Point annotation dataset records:
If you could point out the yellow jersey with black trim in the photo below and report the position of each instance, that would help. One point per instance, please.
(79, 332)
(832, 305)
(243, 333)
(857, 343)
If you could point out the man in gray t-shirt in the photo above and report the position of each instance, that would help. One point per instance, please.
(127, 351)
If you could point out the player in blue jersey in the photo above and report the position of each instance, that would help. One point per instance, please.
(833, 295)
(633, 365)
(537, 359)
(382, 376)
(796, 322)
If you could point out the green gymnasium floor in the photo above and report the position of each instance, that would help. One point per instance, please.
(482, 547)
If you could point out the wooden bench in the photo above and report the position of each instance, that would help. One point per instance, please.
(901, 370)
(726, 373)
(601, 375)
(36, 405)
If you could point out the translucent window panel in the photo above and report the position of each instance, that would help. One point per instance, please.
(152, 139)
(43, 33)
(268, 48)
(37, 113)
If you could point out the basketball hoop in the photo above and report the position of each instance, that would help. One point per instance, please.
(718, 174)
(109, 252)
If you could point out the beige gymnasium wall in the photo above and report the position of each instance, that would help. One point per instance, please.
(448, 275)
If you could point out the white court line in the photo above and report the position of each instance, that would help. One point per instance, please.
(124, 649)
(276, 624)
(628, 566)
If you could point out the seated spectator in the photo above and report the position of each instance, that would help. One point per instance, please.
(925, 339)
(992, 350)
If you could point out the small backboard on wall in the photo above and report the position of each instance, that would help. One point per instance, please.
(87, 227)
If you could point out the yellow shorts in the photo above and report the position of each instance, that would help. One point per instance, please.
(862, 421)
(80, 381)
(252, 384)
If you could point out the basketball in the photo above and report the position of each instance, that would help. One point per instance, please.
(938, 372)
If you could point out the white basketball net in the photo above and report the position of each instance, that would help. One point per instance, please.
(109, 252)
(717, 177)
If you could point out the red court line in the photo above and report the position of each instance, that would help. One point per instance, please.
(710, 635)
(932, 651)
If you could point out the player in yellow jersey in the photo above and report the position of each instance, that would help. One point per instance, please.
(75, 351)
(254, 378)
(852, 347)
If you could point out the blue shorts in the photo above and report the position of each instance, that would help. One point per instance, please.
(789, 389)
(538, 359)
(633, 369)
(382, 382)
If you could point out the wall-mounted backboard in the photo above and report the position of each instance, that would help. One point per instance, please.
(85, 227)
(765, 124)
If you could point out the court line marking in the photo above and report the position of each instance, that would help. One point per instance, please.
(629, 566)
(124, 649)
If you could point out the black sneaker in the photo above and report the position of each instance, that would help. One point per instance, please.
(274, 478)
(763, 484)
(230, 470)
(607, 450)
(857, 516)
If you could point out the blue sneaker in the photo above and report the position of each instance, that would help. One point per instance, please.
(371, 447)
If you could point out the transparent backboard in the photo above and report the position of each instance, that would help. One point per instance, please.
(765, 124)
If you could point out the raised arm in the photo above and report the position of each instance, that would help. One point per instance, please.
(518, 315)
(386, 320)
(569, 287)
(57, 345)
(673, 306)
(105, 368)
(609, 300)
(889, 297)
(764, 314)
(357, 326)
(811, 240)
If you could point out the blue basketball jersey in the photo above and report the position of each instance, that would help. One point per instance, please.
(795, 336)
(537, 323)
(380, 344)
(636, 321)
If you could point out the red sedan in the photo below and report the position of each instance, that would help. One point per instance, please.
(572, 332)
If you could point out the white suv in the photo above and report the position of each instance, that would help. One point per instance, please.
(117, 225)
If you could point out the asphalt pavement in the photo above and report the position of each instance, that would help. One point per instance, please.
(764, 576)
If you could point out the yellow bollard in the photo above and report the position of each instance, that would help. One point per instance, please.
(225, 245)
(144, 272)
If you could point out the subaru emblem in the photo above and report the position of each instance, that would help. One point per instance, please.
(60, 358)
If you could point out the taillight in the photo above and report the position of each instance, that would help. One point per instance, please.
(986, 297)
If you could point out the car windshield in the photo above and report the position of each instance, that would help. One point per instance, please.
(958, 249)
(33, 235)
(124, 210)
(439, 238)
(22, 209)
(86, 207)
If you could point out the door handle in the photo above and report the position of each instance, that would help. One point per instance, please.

WRITTEN REQUEST:
Recite the full listing above exactly.

CORRECT OUTPUT:
If you could point out the yellow jersey with black trim in the photo below and report the position of each instance, that would help. One point per instance, please.
(79, 332)
(832, 305)
(243, 333)
(857, 343)
If you could point out the man in gray t-shirt in the photo above and report the position of each instance, that would help. One point per instance, please.
(127, 351)
If you could point out the player in blue jersey in the photo above and report the position of each instance, that would help. One point per instance, please.
(833, 295)
(633, 365)
(537, 359)
(382, 376)
(796, 322)
If you could point out the green gymnasium floor in the photo above and report the position of each instance, that would help. One point per instance, please.
(482, 547)
If you could point out the wooden bench in the photo above and report the position of each instance, that would help. One point per instance, please.
(901, 370)
(726, 373)
(601, 375)
(36, 405)
If you could point out the translucent window panel in the photo above and report the position of each instance, that would help. One point per instance, please.
(152, 139)
(43, 33)
(268, 48)
(37, 113)
If you could point out the basketball hoop in the photo above and report the position of each instance, that would help. One point per instance, please.
(718, 174)
(109, 252)
If you could point out the beige gymnasium wall in the photo above and report the position of each instance, that would help. One point per instance, please.
(448, 275)
If you could point out the white court line in the photo above and report the position of each instance, that would help. One point per instance, please.
(124, 649)
(276, 624)
(628, 566)
If you could point out the seated spectator in the photo above and report the position of each instance, that would help. One point per instance, please.
(925, 339)
(992, 350)
If you could point out the small backboard on wall in the photo above and report the position of each instance, that would help. One point per instance, please.
(87, 227)
If you could point out the yellow shorts in the photo above and report the position of each instance, that would help. One point per instance, please.
(862, 421)
(80, 381)
(252, 384)
If you could point out the basketball in the photo above and report the position of each instance, that would help. One point per instance, please.
(938, 372)
If you could point out the white basketball net in the photo above and report the position of each instance, that would help. One point per instance, please.
(109, 252)
(717, 177)
If you could point out the red court line in the photo above and report the position of each instance, that would help. One point per instance, please.
(710, 635)
(932, 651)
If you could point out the player in yellow jersey in the photo above and report the position of each instance, that would help. One point per instance, please.
(75, 351)
(254, 378)
(852, 347)
If you could point out the blue shorts in the photo above and report the position of each instance, that would help. One point per instance, please.
(789, 389)
(538, 359)
(633, 369)
(382, 382)
If you could point out the wall-mounted backboard in the photo above and report the position of each instance, that would help. One point per instance, please.
(85, 227)
(765, 124)
If you could point out the court line marking in the photo above and report the position of each instance, that would help. One point per instance, please.
(629, 566)
(124, 649)
If you could point out the black sneaker in the photo above and report the position of each instance, that would help. One point per instance, please.
(274, 478)
(763, 484)
(230, 470)
(607, 450)
(857, 516)
If you could point out the blue sneaker in the photo above and report the position of each instance, that would help. One point per instance, please.
(371, 447)
If you could point out the transparent backboard in the photo above and report the position of each instance, that would help. One point per instance, please.
(765, 124)
If you could point out the raised arm in the photo above and report the position of each instance, that would help. One point per instance, please.
(518, 315)
(386, 320)
(569, 287)
(57, 345)
(673, 306)
(105, 368)
(609, 300)
(889, 297)
(764, 314)
(357, 326)
(811, 240)
If you could point out the blue basketball jersey in the photo above and report the position of each instance, that would help. One point per instance, please.
(795, 336)
(537, 323)
(380, 344)
(636, 321)
If you could point out the red sedan in the photo below and report the position of each instance, that would help. One point per instance, please.
(572, 332)
If you could point out the white suv in the photo above and report the position of each instance, that would help. One point per instance, please.
(117, 225)
If you could point out the asphalt pavement in the photo above and report the position of each instance, that would help. One point per instance, please.
(764, 576)
If you could point out the yellow bollard in the photo above and report the position of each instance, that would help. One point per instance, please.
(225, 245)
(144, 272)
If you could point out the subaru emblem in the photo above and report the position of each instance, that would help. One point per instance, please.
(60, 358)
If you could point out the taillight in the photo above and report the position of each instance, that would help. One point per instance, please.
(986, 297)
If you could point out the car windshield in the photo above and report the position of each instance, that would help. One point per instance, please.
(958, 249)
(33, 235)
(124, 210)
(439, 238)
(22, 209)
(86, 207)
If you could point out the door handle in the photo above and report the position of each instance, that would help. One point per instance, please.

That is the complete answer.